= Work required =
Identify every line in the rows below that contains the string "field", and copy each such line in full. Matching is case-sensitive.

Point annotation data
** BEGIN **

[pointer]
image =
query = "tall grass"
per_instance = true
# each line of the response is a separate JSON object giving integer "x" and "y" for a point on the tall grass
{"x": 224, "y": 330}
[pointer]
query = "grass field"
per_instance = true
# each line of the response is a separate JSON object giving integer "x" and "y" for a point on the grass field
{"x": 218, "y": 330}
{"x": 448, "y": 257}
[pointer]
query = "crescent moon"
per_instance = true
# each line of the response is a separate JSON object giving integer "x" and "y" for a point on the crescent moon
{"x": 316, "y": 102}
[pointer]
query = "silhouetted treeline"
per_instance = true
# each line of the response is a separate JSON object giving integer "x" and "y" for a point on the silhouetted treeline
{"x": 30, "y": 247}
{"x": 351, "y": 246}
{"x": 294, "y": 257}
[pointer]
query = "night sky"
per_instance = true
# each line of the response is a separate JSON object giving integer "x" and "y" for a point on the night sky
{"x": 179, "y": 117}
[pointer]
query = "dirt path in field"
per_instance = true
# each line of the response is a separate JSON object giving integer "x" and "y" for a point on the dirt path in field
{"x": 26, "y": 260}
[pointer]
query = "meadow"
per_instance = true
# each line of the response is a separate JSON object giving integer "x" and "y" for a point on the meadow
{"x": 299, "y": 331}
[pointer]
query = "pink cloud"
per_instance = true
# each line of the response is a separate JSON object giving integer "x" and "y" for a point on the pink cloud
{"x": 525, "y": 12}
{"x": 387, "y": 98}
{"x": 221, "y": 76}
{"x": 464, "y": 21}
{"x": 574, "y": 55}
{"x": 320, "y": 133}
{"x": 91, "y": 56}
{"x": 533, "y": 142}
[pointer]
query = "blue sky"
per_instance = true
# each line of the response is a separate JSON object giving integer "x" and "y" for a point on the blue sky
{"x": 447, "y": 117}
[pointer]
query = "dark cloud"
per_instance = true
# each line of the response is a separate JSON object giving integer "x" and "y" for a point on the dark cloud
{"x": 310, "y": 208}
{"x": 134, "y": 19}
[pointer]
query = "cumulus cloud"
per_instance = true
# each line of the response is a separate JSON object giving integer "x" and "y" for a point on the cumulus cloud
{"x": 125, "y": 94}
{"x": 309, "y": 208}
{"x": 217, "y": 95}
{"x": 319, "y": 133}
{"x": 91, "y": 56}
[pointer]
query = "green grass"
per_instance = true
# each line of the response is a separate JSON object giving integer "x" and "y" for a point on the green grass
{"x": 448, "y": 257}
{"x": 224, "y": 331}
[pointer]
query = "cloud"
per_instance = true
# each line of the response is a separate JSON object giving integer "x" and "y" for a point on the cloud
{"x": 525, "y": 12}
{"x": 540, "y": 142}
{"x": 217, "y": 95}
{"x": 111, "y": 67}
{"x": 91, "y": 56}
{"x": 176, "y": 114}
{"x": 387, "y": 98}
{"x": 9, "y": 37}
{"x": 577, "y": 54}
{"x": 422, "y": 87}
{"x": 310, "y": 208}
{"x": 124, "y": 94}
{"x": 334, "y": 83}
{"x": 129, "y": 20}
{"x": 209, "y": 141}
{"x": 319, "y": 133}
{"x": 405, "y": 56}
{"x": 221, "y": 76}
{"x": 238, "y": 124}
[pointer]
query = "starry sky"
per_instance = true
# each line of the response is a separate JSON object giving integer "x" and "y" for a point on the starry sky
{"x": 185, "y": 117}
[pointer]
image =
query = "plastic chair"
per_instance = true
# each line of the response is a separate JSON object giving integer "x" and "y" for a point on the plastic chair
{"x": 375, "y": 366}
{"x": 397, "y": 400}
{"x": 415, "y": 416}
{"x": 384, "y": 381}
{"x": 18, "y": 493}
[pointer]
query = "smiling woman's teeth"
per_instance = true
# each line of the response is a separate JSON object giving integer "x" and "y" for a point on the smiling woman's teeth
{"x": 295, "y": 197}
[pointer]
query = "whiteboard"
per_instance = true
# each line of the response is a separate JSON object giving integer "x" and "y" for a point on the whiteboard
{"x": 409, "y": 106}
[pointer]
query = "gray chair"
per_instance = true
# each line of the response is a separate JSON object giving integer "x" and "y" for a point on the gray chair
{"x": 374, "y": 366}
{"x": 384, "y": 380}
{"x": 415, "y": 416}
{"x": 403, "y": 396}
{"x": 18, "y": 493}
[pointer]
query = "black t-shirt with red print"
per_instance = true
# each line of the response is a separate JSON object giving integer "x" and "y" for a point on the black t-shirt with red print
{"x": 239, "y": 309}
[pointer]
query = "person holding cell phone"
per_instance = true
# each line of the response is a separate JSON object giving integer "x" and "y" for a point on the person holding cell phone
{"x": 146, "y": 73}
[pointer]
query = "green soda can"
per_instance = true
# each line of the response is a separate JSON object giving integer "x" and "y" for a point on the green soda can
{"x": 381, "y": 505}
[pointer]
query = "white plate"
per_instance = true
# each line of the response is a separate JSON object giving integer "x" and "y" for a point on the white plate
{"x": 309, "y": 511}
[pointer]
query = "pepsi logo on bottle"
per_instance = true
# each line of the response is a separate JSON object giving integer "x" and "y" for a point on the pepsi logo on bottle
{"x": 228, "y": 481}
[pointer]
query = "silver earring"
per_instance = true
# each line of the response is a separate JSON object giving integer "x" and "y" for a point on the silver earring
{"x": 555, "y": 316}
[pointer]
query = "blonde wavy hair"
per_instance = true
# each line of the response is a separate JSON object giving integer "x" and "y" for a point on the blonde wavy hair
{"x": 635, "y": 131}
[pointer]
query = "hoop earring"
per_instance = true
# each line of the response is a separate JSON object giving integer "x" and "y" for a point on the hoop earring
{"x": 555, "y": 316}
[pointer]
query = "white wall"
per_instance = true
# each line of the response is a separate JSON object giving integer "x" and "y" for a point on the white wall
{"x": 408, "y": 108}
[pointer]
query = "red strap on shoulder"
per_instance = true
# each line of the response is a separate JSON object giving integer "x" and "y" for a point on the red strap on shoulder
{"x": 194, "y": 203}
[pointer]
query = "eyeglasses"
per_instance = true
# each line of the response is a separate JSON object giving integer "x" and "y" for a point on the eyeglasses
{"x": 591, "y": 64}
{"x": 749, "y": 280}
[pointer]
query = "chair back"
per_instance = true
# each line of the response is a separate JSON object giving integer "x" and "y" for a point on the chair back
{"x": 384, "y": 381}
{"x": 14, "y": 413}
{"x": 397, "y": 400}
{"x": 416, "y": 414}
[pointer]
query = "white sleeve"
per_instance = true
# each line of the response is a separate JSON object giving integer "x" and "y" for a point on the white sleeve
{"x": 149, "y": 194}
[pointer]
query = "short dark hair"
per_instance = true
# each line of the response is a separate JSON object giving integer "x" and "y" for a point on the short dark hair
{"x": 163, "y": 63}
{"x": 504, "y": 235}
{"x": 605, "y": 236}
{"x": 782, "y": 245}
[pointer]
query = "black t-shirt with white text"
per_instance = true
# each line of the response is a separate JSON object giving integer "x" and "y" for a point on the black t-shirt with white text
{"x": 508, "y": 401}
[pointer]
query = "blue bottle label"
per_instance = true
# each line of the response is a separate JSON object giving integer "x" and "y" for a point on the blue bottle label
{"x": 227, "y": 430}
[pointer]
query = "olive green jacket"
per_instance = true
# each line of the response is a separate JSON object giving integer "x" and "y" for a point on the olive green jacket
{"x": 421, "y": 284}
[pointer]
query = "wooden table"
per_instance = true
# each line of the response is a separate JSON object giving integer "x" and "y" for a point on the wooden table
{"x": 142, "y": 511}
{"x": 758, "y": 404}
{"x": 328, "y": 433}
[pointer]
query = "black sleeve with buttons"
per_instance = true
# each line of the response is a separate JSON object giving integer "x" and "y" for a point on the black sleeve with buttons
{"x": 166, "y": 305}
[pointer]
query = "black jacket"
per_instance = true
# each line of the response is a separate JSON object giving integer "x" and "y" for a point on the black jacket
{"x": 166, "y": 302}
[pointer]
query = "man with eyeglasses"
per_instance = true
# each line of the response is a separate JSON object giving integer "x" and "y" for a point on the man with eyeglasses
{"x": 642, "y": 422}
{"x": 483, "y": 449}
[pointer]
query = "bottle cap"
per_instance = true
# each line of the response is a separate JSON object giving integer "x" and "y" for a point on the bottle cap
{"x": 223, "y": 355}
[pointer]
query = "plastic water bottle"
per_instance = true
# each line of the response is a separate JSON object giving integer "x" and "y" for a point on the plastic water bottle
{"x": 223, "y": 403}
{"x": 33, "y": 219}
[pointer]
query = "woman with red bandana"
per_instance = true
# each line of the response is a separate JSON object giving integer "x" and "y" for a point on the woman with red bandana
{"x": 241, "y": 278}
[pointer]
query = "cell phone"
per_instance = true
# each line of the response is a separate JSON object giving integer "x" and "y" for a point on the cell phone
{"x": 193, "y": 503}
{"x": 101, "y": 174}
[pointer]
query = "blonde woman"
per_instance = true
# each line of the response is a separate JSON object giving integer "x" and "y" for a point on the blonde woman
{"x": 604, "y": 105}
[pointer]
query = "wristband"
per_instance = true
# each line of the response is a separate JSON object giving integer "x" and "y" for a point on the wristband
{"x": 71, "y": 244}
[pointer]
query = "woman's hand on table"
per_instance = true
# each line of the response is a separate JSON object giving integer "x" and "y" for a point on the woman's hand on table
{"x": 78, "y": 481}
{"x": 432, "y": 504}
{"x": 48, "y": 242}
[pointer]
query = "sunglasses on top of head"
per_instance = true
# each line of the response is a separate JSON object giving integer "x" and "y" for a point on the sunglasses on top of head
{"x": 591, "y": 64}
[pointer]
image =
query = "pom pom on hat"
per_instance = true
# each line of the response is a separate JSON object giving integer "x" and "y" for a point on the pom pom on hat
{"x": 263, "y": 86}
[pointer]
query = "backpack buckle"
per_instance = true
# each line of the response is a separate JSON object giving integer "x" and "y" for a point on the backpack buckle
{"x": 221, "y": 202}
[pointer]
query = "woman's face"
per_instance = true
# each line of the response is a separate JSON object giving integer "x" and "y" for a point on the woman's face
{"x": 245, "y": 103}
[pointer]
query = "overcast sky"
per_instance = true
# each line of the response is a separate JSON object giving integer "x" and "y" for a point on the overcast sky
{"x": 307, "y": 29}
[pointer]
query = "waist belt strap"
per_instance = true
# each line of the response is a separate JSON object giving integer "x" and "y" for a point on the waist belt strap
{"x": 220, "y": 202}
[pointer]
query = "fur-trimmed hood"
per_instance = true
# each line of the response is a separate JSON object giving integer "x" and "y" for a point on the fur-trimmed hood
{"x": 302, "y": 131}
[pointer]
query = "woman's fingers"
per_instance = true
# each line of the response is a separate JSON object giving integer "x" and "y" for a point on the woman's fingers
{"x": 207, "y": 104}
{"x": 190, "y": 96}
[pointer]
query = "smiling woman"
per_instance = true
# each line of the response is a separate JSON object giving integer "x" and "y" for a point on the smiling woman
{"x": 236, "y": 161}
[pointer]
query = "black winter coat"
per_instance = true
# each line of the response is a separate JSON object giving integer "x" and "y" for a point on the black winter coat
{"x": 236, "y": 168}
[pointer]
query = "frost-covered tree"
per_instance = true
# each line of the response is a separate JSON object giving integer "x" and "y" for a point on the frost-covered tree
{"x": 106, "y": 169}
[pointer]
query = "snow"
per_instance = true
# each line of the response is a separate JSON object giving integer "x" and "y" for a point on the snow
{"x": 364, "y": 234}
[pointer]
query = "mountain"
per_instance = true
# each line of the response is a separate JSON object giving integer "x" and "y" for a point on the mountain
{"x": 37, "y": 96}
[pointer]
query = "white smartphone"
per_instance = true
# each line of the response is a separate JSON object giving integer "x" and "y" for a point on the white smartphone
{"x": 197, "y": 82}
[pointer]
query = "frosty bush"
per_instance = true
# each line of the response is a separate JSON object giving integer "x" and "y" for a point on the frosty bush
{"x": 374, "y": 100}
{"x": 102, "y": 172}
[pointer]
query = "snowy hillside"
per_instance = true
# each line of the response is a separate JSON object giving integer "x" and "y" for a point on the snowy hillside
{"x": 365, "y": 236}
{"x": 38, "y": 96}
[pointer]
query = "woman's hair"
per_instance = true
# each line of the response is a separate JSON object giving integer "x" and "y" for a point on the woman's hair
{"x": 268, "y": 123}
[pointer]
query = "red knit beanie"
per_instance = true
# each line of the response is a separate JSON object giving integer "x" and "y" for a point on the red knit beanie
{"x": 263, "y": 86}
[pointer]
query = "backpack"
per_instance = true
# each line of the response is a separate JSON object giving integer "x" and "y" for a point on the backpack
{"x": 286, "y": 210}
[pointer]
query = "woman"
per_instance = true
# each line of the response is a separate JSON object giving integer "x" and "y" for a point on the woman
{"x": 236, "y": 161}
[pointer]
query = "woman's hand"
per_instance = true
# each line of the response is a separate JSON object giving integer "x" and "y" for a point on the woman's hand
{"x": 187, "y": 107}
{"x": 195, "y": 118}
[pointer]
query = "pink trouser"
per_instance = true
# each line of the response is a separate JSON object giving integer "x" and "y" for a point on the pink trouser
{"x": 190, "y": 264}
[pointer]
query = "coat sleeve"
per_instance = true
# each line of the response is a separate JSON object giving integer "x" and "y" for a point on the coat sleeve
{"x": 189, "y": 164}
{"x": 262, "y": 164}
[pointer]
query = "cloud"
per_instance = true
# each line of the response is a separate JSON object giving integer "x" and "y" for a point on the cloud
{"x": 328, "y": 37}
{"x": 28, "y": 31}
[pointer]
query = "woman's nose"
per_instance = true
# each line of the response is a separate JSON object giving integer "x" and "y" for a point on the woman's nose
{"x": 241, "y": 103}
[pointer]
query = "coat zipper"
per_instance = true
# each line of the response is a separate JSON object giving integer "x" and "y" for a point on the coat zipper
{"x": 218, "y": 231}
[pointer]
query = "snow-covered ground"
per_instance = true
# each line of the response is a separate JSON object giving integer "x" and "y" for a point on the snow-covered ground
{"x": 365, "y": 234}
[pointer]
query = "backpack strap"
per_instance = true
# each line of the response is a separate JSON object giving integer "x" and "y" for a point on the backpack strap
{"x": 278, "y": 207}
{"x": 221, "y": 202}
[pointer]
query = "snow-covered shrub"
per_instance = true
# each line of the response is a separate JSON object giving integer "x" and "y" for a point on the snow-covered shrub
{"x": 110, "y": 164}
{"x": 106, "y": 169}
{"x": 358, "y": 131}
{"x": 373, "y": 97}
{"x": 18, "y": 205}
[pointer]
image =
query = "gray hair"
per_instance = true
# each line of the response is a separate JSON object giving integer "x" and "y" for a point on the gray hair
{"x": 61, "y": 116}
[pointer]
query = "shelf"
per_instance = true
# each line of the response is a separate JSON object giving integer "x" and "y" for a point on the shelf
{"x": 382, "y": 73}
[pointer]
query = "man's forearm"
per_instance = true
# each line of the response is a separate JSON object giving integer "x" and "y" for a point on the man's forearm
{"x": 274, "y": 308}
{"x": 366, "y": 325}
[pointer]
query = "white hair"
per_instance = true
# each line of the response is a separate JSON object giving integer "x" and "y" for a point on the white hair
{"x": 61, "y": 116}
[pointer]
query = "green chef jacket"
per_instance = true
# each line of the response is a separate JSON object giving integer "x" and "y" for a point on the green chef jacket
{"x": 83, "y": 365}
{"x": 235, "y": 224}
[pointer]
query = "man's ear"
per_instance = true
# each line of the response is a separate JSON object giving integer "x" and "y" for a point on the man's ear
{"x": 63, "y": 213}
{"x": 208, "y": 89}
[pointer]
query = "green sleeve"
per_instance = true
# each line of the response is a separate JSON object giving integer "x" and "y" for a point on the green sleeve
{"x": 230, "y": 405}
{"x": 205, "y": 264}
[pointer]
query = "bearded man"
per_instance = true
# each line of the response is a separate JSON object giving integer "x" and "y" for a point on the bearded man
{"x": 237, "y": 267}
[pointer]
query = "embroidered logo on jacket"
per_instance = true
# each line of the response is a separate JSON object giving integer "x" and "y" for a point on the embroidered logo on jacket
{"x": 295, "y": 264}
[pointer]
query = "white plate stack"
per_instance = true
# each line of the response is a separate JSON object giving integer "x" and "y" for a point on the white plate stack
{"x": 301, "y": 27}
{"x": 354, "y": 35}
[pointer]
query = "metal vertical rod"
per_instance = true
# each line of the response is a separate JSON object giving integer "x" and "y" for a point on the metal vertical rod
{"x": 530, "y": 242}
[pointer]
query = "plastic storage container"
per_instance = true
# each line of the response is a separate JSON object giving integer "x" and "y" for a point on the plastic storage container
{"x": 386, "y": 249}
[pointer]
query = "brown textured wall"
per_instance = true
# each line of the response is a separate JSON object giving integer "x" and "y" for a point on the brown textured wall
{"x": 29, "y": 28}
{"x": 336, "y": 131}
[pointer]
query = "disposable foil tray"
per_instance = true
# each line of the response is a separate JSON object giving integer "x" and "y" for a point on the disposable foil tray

** END **

= Full answer =
query = "grass field"
# each line of the response is a separate JSON object giving integer "x" and "y" for a point on the grass field
query = "dirt path in field"
# each line of the response is a separate JSON object giving integer "x" and "y" for a point on the dirt path in field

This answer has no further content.